◆ **Short problem**
Could you pull out each of the lines below and reproduce them verbatim, in the same order?

—————

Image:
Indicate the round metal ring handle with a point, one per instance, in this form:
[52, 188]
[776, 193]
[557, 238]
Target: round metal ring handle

—————

◆ **Output of the task**
Image:
Indicate the round metal ring handle with a point, one per instance, in this form:
[52, 188]
[776, 193]
[557, 238]
Target: round metal ring handle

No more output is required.